[Instruction]: Render every line of the listing below as a numbered list, omitting any blank lines.

[Data supplied]:
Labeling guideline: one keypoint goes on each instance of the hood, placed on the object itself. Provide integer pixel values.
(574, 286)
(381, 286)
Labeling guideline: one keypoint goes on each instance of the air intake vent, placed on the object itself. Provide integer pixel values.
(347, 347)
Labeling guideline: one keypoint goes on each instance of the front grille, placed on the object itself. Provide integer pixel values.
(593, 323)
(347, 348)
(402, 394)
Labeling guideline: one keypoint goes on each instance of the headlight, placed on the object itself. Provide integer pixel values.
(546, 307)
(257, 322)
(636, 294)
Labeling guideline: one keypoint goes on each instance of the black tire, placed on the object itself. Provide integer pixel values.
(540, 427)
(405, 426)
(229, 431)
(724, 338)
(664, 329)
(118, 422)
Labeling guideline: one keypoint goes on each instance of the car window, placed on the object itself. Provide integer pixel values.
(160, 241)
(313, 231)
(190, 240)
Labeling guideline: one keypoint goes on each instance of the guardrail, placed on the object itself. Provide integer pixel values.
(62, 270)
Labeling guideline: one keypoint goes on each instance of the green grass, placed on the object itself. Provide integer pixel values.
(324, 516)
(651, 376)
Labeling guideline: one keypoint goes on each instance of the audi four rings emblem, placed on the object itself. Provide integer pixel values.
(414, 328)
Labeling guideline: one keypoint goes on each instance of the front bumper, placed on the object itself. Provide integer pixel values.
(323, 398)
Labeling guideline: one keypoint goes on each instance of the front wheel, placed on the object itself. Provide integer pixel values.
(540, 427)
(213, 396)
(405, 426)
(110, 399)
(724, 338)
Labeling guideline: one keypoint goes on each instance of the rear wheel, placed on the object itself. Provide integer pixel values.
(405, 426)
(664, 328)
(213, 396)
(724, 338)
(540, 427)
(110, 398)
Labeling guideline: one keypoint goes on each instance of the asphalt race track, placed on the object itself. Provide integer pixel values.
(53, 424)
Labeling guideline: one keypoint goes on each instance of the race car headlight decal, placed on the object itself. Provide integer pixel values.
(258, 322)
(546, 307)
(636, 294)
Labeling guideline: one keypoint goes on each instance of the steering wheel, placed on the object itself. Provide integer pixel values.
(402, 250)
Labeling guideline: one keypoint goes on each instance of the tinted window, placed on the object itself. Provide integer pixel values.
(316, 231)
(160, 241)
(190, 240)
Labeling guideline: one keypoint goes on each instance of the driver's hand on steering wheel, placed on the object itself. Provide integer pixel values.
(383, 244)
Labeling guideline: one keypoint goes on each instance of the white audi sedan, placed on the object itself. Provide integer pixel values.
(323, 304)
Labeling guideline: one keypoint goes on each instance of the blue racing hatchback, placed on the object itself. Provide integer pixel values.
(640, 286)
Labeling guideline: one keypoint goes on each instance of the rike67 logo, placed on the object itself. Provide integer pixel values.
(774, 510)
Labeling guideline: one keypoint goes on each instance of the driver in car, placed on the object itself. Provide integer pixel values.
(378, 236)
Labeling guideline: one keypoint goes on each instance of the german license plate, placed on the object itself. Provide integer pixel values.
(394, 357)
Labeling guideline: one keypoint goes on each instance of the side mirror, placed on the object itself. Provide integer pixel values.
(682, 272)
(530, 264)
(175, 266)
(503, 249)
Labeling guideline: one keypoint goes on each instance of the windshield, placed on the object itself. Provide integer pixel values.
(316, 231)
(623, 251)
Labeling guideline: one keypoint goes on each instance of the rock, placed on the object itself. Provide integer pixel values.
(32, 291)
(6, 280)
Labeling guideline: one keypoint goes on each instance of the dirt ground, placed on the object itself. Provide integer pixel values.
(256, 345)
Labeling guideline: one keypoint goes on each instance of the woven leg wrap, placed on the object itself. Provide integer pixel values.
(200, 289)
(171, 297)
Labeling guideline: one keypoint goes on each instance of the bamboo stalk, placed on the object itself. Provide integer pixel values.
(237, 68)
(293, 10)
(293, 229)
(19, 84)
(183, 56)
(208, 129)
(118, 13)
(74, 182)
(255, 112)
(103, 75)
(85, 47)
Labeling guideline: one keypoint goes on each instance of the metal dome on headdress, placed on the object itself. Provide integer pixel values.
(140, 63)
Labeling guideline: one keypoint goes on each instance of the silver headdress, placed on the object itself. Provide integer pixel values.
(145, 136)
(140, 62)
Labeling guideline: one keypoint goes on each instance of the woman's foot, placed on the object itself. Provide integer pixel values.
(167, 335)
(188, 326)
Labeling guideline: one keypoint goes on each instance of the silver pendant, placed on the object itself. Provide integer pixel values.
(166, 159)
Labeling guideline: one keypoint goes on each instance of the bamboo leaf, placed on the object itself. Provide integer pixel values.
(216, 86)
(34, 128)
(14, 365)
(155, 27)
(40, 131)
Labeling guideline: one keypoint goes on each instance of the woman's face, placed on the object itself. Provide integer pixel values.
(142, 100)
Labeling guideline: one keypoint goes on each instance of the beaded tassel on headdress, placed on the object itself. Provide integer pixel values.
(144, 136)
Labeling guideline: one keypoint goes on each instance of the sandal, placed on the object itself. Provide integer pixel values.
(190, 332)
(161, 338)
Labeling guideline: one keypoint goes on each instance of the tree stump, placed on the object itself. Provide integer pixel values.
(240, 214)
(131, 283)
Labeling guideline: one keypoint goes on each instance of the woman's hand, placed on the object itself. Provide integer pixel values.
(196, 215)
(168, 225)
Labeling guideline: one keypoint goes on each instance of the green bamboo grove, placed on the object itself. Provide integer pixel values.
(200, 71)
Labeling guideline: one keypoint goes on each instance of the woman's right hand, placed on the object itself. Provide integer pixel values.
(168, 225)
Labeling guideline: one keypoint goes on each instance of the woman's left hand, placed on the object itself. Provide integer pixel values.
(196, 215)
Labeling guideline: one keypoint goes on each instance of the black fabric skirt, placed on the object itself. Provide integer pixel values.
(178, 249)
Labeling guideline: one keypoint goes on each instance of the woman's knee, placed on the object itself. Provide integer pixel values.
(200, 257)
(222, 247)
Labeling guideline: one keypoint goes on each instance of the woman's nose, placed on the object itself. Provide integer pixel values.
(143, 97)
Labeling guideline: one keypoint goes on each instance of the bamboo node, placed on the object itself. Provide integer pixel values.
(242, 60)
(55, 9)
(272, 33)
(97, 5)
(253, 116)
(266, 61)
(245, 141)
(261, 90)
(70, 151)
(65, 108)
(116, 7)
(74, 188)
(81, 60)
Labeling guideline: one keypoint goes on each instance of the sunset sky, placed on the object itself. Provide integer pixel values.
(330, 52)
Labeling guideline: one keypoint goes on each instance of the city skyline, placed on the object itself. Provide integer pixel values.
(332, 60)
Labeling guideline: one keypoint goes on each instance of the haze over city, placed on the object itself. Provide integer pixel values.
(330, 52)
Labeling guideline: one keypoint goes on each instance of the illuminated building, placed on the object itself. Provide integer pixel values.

[Answer to the problem]:
1. Labeling guideline: one keypoint goes on each instance of the hood, placed on the object itself. Provide integer pixel values.
2. (574, 286)
3. (381, 286)
4. Labeling guideline: one keypoint goes on each instance of the air intake vent, placed on the object itself. Provide integer pixel values.
5. (347, 347)
6. Labeling guideline: one keypoint goes on each instance of the front grille, placed on the object itself. Provide integer pixel values.
7. (593, 323)
8. (347, 348)
9. (402, 394)
10. Labeling guideline: one keypoint goes on each instance of the headlight, placed on the object itself. Provide integer pixel values.
11. (546, 307)
12. (257, 322)
13. (636, 294)
14. Labeling guideline: one keypoint goes on each instance of the black tire, placed on the object itself. Provide integer pixel values.
15. (540, 427)
16. (405, 426)
17. (229, 431)
18. (724, 338)
19. (664, 329)
20. (118, 422)
21. Labeling guideline: one keypoint goes on each instance of the car window, placed on the object itself. Provide integer pixel values.
22. (160, 241)
23. (313, 231)
24. (190, 240)
25. Labeling guideline: one keypoint goes on each instance of the guardrail, placed on the object itself. Provide integer pixel values.
26. (62, 270)
27. Labeling guideline: one keypoint goes on each instance of the green grass, placed on the object itself. Provide integer pixel values.
28. (324, 516)
29. (651, 376)
30. Labeling guideline: one keypoint goes on each instance of the audi four rings emblem, placed on the object itself. Provide integer pixel values.
31. (414, 328)
32. Labeling guideline: one keypoint goes on each instance of the front bumper, placed on the object itself. Provide integer pixel values.
33. (323, 398)
34. Labeling guideline: one keypoint goes on each instance of the front wheel, placed on the object itself. Provide integer pixel values.
35. (540, 427)
36. (213, 396)
37. (405, 426)
38. (110, 399)
39. (724, 338)
40. Labeling guideline: one keypoint goes on each instance of the rear wheel, placed on the object itself. Provide integer pixel values.
41. (405, 426)
42. (664, 328)
43. (213, 396)
44. (724, 338)
45. (540, 427)
46. (110, 398)
47. Labeling guideline: one keypoint goes on each instance of the asphalt race track, placed on the object itself. Provide integer pixel values.
48. (53, 424)
49. Labeling guideline: one keypoint goes on each instance of the race car headlight decal, placed on the object itself. Provide integer pixel values.
50. (258, 322)
51. (546, 307)
52. (636, 294)
53. Labeling guideline: one keypoint goes on each instance of the steering wheel, placed on the object itself. Provide integer pixel values.
54. (402, 250)
55. Labeling guideline: one keypoint goes on each instance of the tinted window, placed on the object itself. Provide integer pixel values.
56. (316, 231)
57. (160, 241)
58. (190, 240)
59. Labeling guideline: one keypoint goes on each instance of the driver's hand on steering wheel, placed on the object itself. Provide integer pixel values.
60. (383, 244)
61. Labeling guideline: one keypoint goes on each instance of the white audi sedan, placed on the object itself. Provide integer pixel values.
62. (323, 304)
63. Labeling guideline: one keypoint goes on each instance of the blue racing hatchback, placed on the object itself. Provide integer pixel values.
64. (640, 286)
65. Labeling guideline: one keypoint goes on each instance of the rike67 logo, placed on the object itself. Provide integer pixel values.
66. (774, 510)
67. Labeling guideline: one keypoint goes on each instance of the driver in car, placed on the object itself. Provide integer pixel values.
68. (378, 236)
69. Labeling guideline: one keypoint goes on each instance of the german license plate, placed on the object itself. Provide integer pixel values.
70. (394, 357)
71. Labeling guideline: one keypoint goes on each instance of the side mirror, placed on the object itself. Provide integer pixel values.
72. (682, 272)
73. (530, 264)
74. (175, 266)
75. (503, 249)
76. Labeling guideline: one keypoint goes on each instance of the windshield, placed on the object itself. Provide integer pixel values.
77. (316, 231)
78. (623, 251)
79. Labeling guideline: one keypoint goes on each instance of the rock, placed on the object itself. Provide integer pixel values.
80. (32, 291)
81. (6, 280)
82. Labeling guideline: one keypoint goes on each instance of the dirt ground, placed on the object itself. Provide integer pixel values.
83. (256, 345)
84. Labeling guideline: one keypoint goes on each instance of the woven leg wrap, placed on the object itself. Provide integer pixel values.
85. (200, 289)
86. (171, 297)
87. Labeling guideline: one keypoint goes on each instance of the bamboo stalk, placed on the object itself. Provide integer pixel values.
88. (237, 68)
89. (293, 10)
90. (293, 229)
91. (19, 84)
92. (183, 56)
93. (208, 129)
94. (118, 13)
95. (74, 182)
96. (255, 112)
97. (103, 75)
98. (85, 47)
99. Labeling guideline: one keypoint goes on each instance of the metal dome on headdress, placed on the object itself. Provide integer pixel values.
100. (140, 63)
101. Labeling guideline: one keypoint goes on each instance of the silver headdress, placed on the object itself. Provide integer pixel values.
102. (145, 136)
103. (140, 62)
104. Labeling guideline: one keypoint goes on each instance of the woman's foot, placed on the object itself. Provide integer pixel values.
105. (167, 335)
106. (188, 326)
107. Labeling guideline: one keypoint goes on each instance of the silver pendant, placed on the object itself. Provide integer pixel values.
108. (166, 159)
109. Labeling guideline: one keypoint goes on each instance of the bamboo leaf, placed on the object itself. Provide integer pixel values.
110. (216, 86)
111. (34, 128)
112. (14, 365)
113. (155, 27)
114. (40, 131)
115. Labeling guideline: one keypoint goes on each instance of the woman's face, placed on the object itself. Provide integer pixel values.
116. (142, 100)
117. Labeling guideline: one keypoint goes on each instance of the beaded tassel on headdress, placed on the object itself. Provide integer pixel values.
118. (144, 136)
119. Labeling guideline: one keypoint goes on each instance of the sandal, placed on the object itself. Provide integer pixel values.
120. (190, 332)
121. (161, 338)
122. Labeling guideline: one keypoint goes on each instance of the tree stump, placed on the object itself. Provide integer pixel values.
123. (240, 214)
124. (131, 283)
125. Labeling guideline: one keypoint goes on each instance of the woman's hand, placed on the object itself. Provide integer pixel values.
126. (196, 215)
127. (168, 225)
128. Labeling guideline: one keypoint goes on each instance of the green bamboo grove, placed on the object itself. Provide integer pixel values.
129. (200, 71)
130. Labeling guideline: one keypoint goes on each instance of the woman's right hand, placed on the object itself. Provide integer pixel values.
131. (168, 225)
132. Labeling guideline: one keypoint goes on each instance of the woman's left hand, placed on the object itself. Provide integer pixel values.
133. (196, 215)
134. Labeling guideline: one keypoint goes on each instance of the black fabric skirt, placed on the object itself. Provide integer pixel values.
135. (178, 249)
136. Labeling guideline: one keypoint goes on each instance of the woman's knee, placed on the object itself. Provide integer pixel values.
137. (200, 257)
138. (222, 247)
139. Labeling guideline: one keypoint goes on each instance of the woman's nose, placed on the object itself. Provide integer pixel values.
140. (143, 97)
141. Labeling guideline: one keypoint goes on each instance of the bamboo node, placed on the object itself. Provide integer pixel values.
142. (242, 60)
143. (55, 9)
144. (272, 33)
145. (97, 5)
146. (253, 116)
147. (266, 61)
148. (245, 141)
149. (261, 90)
150. (70, 151)
151. (65, 108)
152. (116, 7)
153. (74, 188)
154. (81, 60)
155. Labeling guideline: one keypoint goes on each instance of the sunset sky, placed on the object itself. Provide integer pixel values.
156. (330, 52)
157. Labeling guideline: one keypoint goes on each instance of the city skyline, placed on the object itself. Provide integer pixel values.
158. (332, 60)
159. Labeling guideline: one keypoint goes on each instance of the haze over city, placed on the object itself. Provide integer pixel values.
160. (330, 52)
161. Labeling guideline: one keypoint goes on each instance of the illuminated building, placed on the object itself. Provide integer pixel values.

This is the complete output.